Update the listing below by replacing every "one marker apiece" with "a single point for each" and leaving everything else as it is. Omit the pictures from your answer.

▸ **DATA FOR THIS EXERCISE**:
[BEGIN]
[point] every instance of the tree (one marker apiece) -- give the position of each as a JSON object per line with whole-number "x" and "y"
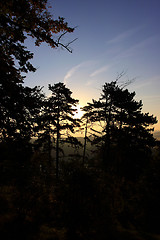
{"x": 121, "y": 118}
{"x": 60, "y": 110}
{"x": 19, "y": 20}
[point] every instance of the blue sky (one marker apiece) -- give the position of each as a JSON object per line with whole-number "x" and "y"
{"x": 113, "y": 36}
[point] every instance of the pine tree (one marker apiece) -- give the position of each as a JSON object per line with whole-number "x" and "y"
{"x": 60, "y": 110}
{"x": 121, "y": 119}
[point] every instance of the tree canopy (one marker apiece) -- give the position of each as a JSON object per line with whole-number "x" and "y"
{"x": 19, "y": 20}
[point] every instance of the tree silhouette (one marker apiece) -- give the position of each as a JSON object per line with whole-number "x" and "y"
{"x": 121, "y": 119}
{"x": 19, "y": 20}
{"x": 60, "y": 111}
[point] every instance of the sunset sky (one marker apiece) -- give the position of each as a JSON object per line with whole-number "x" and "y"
{"x": 113, "y": 36}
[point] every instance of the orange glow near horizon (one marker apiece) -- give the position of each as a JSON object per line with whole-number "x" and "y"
{"x": 79, "y": 113}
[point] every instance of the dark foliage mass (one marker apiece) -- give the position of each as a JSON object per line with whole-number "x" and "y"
{"x": 52, "y": 184}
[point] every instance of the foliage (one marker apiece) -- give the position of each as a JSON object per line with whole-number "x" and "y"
{"x": 19, "y": 20}
{"x": 121, "y": 118}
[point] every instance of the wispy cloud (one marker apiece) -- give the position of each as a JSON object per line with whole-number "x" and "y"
{"x": 76, "y": 68}
{"x": 100, "y": 70}
{"x": 138, "y": 47}
{"x": 124, "y": 35}
{"x": 70, "y": 73}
[END]
▸ **RESULT OF THIS TASK**:
[point] every instance of the tree (a single point for each) -- give the position of each as a JSON object per line with whole-number "x" and "y"
{"x": 121, "y": 118}
{"x": 60, "y": 110}
{"x": 19, "y": 20}
[point] every instance of the blue sky (a single point for each) -- give the position of each as a JSON object per line with whole-number "x" and "y"
{"x": 113, "y": 36}
[point] every instance of the pine tree (a single point for each) -- give the position of each as a JSON object per line with whole-number "x" and "y"
{"x": 60, "y": 110}
{"x": 121, "y": 119}
[point] every instance of the tree canopy (a single point for each) -- give the position of each as a JSON object per line with whole-number "x" and "y"
{"x": 19, "y": 20}
[point] every instance of the tree silhouette (a single point for each) -- give the position of each as a JSON object per line with whole-number "x" and "y"
{"x": 121, "y": 119}
{"x": 19, "y": 20}
{"x": 60, "y": 111}
[point] every instance of the sunset sky (a single point for each) -- give the position of each as a JSON object per line with whole-number "x" and "y"
{"x": 113, "y": 36}
[point] every instance of the orange glow near horizon (a single point for each) -- give the position of each as a JSON object per line with whole-number "x" and "y"
{"x": 79, "y": 113}
[point] every instance of the dark foliage mass (a single point for each) -- give the position of each as a JSON object per line with whole-number "x" and "y"
{"x": 52, "y": 184}
[point] every instance of the foliage (a single point for each) -- give the position of each as a JSON object per line with whole-number "x" and "y"
{"x": 19, "y": 20}
{"x": 121, "y": 118}
[point] every instance of the wispy cloud (a single point for each) -- give the position of each as a JSON object per line with whole-number "x" and "y"
{"x": 76, "y": 68}
{"x": 100, "y": 70}
{"x": 138, "y": 47}
{"x": 124, "y": 35}
{"x": 70, "y": 73}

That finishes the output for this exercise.